**Task prompt**
Can you convert the data below into a JSON list of strings, with one string per line and no blank lines? Omit the picture.

_ _ _ _ _ _ _

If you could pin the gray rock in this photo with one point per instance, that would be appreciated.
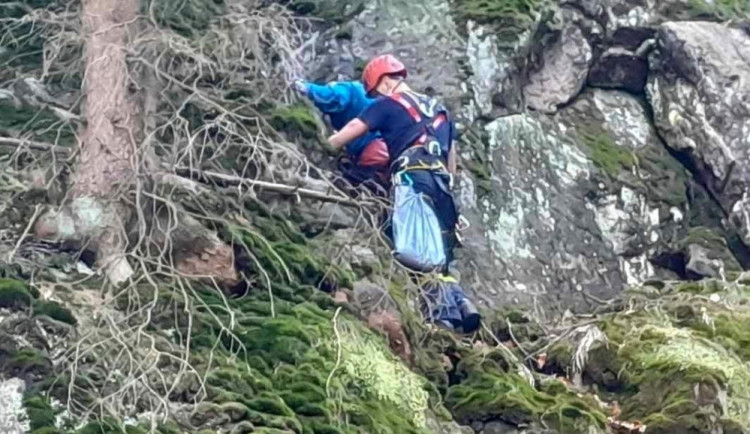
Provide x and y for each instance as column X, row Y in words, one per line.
column 369, row 298
column 565, row 66
column 13, row 418
column 700, row 92
column 700, row 263
column 707, row 254
column 422, row 35
column 619, row 69
column 498, row 427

_ _ _ _ _ _ _

**In response**
[
  "If you could pin the gray rock in this photo with one point per instance, that would be appreciated.",
  "Provide x and y for each instance as column X, row Y in words, one per line.",
  "column 369, row 298",
  "column 565, row 66",
  "column 13, row 418",
  "column 700, row 92",
  "column 700, row 263",
  "column 707, row 254",
  "column 422, row 35",
  "column 619, row 69",
  "column 498, row 427"
]